→ **Short problem a**:
Rewrite the stretch of the St. Croix travel post from "Our porch so" through "by the water.", switching "egrets" to "herons".

#### Excerpt to read

A Room By The Sea–Paradise is NOT Lost!

There is joy in the air.

Click on the link below! 

“I’m coming back some day, come what may to Blue Bayou….”

Flying into Miami before we hit St. Croix was a treat!

Here’s Tamarind!

Two years ago, we fell in love with the US Virgin Island, St. Croix.  We even looked at several properties with an agent. Today it is like visiting an old friend but as we become re-acquainted with the island, we realize that some of our memories have faded.

Tamarind Reef Resort is and was our home for about two weeks.  It is a small boutique hotel with an outdoor Deep End restaurant, sand beach, pool, tennis courts, spa, and marina.  Every day the Deep End offers activities for those staying in the yachts at the marina and at Tamarind.  Our number 10 hotel room is 20 feet from the waves.  It is fairly large with a small kitchen, sofa, and chairs.  On a covered porch we can sit and ponder the many moods of the ocean all day long for $120 a day (off-season).

Our porch so close to the water!!!

View from our porch!

Beauty All Around Us

They were budding everywhere.

There are budding gardenias everywhere.  White egrets follow us during our morning walks.  Mongooses tease us. Hermit crabs circle around us while Iguanas slither on our porch with the Geckos and sun themselves by the water.

Palm trees sway in rhythm to the sounds of the waves.  Even wooly worms without the wool are criss crossing in front of us signaling the beginning of winter. What winter? And the water keeps beckoning us to come back to this place.

There are several families of Iguanas that live around us.

Tom wanted me to include this wooly worm without the wool? There were hundreds.

We did not know what these were little creatures were. They crossed in front of us often–Mongooses!

Where is the Charm or Culture?

We have docked at 30 islands or more in the Caribbean, but St. Croix touched us.  It doesn’t have the glitzy undertone that some have embraced.  Islands like Dutch Curacao lost their charm to casinos.  Many islands have turned into shopping malls on the sand. Noisy guys hawk tours and jewelry and free drinks as you try to enjoy the landscape.

Hurricane Maria kept us from returning last year.  This year we wondered if enough of the island had been restored for us to enjoy it. Evidence of the hurricane is everywhere. We have seen this type of devastation along the Mississippi and Texas coasts.  But the water and sky are so blue that you can’t help but ignore St. Croix’s need of repairs and upgrades.

########
#### Provided data

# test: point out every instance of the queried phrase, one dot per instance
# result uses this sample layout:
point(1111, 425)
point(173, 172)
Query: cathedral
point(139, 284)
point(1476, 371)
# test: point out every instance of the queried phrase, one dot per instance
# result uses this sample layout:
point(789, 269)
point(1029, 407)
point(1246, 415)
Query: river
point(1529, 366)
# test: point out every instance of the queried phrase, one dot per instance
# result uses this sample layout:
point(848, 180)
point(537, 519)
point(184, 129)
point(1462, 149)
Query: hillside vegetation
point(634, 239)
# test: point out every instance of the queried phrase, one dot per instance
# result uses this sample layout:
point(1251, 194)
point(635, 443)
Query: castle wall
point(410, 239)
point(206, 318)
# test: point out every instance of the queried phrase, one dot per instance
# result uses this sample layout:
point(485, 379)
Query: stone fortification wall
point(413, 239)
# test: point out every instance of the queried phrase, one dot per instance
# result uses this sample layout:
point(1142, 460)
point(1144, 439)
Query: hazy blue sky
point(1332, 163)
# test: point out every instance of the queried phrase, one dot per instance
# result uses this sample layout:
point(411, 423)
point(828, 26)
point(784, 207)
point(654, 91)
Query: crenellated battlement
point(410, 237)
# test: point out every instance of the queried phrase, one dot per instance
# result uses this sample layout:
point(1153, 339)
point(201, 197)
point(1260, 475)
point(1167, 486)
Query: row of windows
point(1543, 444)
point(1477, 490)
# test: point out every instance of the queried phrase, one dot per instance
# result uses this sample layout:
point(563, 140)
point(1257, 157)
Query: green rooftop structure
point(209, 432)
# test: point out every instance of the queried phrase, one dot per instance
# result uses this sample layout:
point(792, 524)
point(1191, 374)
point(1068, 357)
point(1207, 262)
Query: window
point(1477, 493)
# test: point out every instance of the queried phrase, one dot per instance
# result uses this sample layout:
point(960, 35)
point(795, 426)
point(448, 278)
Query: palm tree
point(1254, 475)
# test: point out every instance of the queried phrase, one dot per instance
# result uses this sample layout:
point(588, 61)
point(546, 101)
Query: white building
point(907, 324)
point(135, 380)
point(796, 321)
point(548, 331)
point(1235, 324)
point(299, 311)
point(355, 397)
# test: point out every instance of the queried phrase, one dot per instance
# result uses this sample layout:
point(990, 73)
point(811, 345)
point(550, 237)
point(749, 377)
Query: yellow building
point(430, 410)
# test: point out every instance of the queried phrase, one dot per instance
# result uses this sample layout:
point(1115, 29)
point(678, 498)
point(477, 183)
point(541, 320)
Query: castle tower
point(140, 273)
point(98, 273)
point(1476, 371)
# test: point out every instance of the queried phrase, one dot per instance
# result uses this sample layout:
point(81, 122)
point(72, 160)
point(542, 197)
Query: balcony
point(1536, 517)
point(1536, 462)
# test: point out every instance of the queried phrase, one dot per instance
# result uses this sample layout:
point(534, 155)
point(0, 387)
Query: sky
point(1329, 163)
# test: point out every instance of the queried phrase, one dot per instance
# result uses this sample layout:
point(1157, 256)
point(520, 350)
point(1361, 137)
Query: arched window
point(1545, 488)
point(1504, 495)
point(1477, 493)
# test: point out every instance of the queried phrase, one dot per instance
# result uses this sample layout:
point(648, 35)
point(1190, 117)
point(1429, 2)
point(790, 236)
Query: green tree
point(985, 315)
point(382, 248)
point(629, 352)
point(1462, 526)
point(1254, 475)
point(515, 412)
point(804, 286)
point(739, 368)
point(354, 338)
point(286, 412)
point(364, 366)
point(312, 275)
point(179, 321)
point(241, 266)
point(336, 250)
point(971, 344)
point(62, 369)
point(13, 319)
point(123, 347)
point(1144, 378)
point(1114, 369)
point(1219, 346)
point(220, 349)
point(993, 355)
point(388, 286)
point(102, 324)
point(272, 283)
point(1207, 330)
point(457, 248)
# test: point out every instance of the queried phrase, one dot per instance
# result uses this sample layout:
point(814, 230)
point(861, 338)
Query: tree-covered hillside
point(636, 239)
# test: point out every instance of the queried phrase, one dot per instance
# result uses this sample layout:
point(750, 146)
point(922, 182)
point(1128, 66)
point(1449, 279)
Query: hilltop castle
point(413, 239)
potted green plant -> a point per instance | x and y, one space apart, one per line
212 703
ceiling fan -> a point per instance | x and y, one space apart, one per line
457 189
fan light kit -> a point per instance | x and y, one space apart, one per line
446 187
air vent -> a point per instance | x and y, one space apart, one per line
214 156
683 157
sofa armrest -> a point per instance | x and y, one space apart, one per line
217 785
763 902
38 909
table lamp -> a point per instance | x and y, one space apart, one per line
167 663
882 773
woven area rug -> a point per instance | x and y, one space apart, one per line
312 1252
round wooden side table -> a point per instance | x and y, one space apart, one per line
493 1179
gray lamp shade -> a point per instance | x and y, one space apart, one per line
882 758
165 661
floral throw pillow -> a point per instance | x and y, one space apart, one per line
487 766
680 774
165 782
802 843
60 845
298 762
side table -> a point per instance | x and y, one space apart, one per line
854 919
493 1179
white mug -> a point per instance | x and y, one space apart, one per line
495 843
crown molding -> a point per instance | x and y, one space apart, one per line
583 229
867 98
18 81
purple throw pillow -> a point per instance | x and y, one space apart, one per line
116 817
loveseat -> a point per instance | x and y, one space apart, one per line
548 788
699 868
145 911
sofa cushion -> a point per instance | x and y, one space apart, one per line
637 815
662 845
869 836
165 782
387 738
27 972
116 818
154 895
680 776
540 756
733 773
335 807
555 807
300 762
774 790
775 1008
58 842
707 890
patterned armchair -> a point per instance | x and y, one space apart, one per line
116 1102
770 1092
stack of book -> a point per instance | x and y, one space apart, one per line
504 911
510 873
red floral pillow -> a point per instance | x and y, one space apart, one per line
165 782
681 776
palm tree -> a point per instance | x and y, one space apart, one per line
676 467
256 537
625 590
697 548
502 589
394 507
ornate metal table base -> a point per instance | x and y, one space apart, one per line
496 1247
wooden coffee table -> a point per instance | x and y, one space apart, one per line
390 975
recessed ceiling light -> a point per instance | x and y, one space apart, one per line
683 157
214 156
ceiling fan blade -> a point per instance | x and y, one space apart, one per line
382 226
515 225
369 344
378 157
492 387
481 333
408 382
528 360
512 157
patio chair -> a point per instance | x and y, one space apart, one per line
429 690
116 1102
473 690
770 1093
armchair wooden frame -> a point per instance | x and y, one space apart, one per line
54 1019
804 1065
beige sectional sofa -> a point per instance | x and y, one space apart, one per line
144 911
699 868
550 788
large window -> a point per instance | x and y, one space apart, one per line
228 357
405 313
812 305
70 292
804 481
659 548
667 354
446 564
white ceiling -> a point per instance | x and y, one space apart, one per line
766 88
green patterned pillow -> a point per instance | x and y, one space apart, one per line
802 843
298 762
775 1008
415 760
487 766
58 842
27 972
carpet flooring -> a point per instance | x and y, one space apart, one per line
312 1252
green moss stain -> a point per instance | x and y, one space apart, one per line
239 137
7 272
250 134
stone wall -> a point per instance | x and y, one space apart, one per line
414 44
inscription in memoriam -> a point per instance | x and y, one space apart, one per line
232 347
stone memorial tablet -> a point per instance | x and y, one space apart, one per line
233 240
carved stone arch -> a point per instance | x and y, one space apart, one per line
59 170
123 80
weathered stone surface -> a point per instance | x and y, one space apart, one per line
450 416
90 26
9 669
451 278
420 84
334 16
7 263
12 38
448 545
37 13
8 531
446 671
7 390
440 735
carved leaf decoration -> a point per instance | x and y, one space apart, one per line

########

→ **Short problem b**:
Find every line of the records containing the string "ceiling" and copy each one.

→ **Reply a**:
Our porch so close to the water!!!

View from our porch!

Beauty All Around Us

They were budding everywhere.

There are budding gardenias everywhere.  White herons follow us during our morning walks.  Mongooses tease us. Hermit crabs circle around us while Iguanas slither on our porch with the Geckos and sun themselves by the water.

→ **Reply b**:
ceiling fan -> a point per instance | x and y, one space apart, one per line
recessed ceiling light -> a point per instance | x and y, one space apart, one per line
ceiling fan blade -> a point per instance | x and y, one space apart, one per line
white ceiling -> a point per instance | x and y, one space apart, one per line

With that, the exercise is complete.